- WHAT THIS TASK INVOLVES:
Repeat each record below exactly as given.

· · · · ·

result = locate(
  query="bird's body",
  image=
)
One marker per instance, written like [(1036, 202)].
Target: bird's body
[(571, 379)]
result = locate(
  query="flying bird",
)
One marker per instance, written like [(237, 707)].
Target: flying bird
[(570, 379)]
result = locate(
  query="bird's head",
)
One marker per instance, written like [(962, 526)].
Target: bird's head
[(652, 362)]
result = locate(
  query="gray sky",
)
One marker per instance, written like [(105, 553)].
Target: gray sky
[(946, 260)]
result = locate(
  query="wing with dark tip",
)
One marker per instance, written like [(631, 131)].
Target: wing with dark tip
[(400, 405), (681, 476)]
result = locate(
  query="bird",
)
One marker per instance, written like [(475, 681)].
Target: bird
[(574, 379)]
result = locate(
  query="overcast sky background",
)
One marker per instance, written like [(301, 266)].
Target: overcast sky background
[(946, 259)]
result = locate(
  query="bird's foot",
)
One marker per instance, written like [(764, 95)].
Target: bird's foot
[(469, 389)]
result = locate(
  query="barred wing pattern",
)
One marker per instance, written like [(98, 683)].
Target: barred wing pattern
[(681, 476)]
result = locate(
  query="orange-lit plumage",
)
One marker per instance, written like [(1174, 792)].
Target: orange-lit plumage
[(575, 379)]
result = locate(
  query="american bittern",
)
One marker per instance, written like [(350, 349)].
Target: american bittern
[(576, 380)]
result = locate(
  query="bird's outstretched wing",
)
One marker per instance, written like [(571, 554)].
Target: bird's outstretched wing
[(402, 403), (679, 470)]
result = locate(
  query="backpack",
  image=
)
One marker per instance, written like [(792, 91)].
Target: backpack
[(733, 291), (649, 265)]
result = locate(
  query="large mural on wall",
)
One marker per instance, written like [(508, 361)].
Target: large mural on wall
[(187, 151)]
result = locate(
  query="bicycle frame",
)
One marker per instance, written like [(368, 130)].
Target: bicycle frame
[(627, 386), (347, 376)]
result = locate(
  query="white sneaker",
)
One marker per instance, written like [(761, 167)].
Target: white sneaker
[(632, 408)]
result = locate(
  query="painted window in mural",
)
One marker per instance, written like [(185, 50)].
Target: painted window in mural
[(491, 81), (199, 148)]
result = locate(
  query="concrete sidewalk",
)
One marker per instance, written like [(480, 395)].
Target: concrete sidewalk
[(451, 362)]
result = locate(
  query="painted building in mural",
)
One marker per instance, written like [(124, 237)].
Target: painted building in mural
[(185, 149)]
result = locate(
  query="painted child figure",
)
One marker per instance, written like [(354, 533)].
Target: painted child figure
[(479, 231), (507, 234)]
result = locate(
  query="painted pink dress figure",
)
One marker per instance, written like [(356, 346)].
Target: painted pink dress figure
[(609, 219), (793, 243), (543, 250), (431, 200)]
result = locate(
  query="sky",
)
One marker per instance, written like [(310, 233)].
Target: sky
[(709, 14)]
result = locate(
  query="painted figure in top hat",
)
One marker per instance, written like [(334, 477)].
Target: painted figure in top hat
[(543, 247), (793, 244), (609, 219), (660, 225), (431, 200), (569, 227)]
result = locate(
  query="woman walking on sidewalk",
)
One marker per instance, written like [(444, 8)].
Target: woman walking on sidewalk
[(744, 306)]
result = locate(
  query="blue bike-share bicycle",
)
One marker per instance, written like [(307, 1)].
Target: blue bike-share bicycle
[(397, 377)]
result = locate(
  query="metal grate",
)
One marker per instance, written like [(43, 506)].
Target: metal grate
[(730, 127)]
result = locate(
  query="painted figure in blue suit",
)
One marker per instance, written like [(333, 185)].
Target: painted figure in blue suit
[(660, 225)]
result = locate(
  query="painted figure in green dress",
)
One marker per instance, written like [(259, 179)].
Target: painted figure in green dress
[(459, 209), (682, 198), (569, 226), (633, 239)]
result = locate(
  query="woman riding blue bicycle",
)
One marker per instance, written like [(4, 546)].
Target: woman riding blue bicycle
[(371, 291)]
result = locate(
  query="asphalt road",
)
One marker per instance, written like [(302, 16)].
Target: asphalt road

· · · · ·

- THE RESPONSE:
result = locate(
  query="bird's body",
  image=
)
One marker per instance, written like [(1036, 202)].
Target: bird's body
[(571, 379)]
result = locate(
  query="flying bird",
)
One marker per instance, written like [(237, 707)].
Target: flying bird
[(570, 379)]
result = locate(
  query="bird's head",
)
One marker per instance, written like [(962, 526)].
Target: bird's head
[(652, 362)]
result = locate(
  query="gray sky",
)
One marker per instance, written like [(105, 553)].
Target: gray sky
[(946, 260)]
result = locate(
  query="wing with dark tip",
)
One marker per instance, written like [(631, 131)].
Target: wing with dark tip
[(400, 405), (681, 476)]
result = locate(
  query="bird",
)
One marker per instance, written like [(475, 681)].
Target: bird
[(574, 379)]
result = locate(
  query="overcast sky background",
)
One marker per instance, written like [(301, 266)].
Target: overcast sky background
[(946, 259)]
result = locate(
  query="bird's foot",
)
One marker per instance, written like [(764, 95)].
Target: bird's foot
[(469, 389)]
result = locate(
  query="barred wing pattern",
)
One marker per instance, written like [(98, 683)].
Target: barred wing pattern
[(681, 476)]
result = locate(
  query="orange-lit plumage",
)
One marker per instance, written like [(1174, 792)].
Target: orange-lit plumage
[(575, 379)]
result = locate(
  query="american bittern",
)
One marker per instance, written like [(350, 349)].
Target: american bittern
[(576, 380)]
result = locate(
  query="bird's outstretched wing",
)
One marker per instance, written like [(571, 554)].
Target: bird's outstretched wing
[(402, 403), (679, 470)]
result = locate(
  query="backpack",
  image=
)
One marker per instance, written like [(792, 91)].
Target: backpack
[(733, 291), (649, 265)]
result = locate(
  query="large mural on wall",
)
One marker per instance, written like [(508, 361)].
Target: large mural on wall
[(187, 151)]
result = locate(
  query="bicycle frame",
)
One marker per instance, written like [(368, 130)].
Target: bicycle frame
[(627, 386), (347, 376)]
result = locate(
  query="white sneaker",
)
One marker per instance, written like [(761, 167)].
Target: white sneaker
[(632, 408)]
result = locate(
  query="painted window in mural",
)
One marker per instance, written like [(185, 50)].
Target: painted window in mural
[(491, 81), (199, 148)]
result = locate(
  query="concrete sidewalk",
)
One marker per instance, written like [(480, 395)].
Target: concrete sidewalk
[(451, 362)]
result = locate(
  query="painted building in mural",
)
One marker per instance, written like [(124, 237)].
Target: painted building in mural
[(185, 149)]
result = locate(
  query="painted child figure",
)
One marker per instance, written like [(354, 533)].
Target: painted child figure
[(479, 231), (507, 234)]
result = locate(
  query="painted pink dress figure",
)
One marker per instance, written like [(356, 346)].
Target: painted pink dress figure
[(609, 219), (793, 243), (543, 250), (431, 200)]
result = locate(
  query="sky",
)
One marker per instance, written like [(310, 233)].
Target: sky
[(709, 14)]
result = locate(
  query="painted figure in top hat",
)
One marker per instance, written like [(334, 477)].
Target: painted figure in top hat
[(543, 247), (793, 244), (609, 219), (660, 225), (431, 200), (569, 227)]
result = locate(
  query="woman walking on sidewalk",
)
One marker per instance, written like [(444, 8)].
Target: woman walking on sidewalk
[(744, 306)]
result = locate(
  query="blue bike-share bicycle",
)
One marker per instance, written like [(307, 1)].
Target: blue bike-share bicycle
[(397, 377)]
result = locate(
  query="metal grate",
)
One marker per instance, written like [(43, 506)].
Target: metal grate
[(730, 127)]
result = locate(
  query="painted figure in blue suit",
)
One marker per instance, written like [(333, 185)].
Target: painted figure in blue suit
[(660, 225)]
result = locate(
  query="painted figure in green dress",
)
One marker per instance, written like [(259, 179)].
Target: painted figure in green dress
[(459, 209), (682, 198), (569, 226), (633, 239)]
result = locate(
  query="woman riding blue bicycle",
)
One marker per instance, written like [(4, 546)].
Target: woman riding blue bicycle
[(371, 291)]
result = locate(
  query="asphalt road",
)
One marker per instance, written like [(302, 16)].
Target: asphalt road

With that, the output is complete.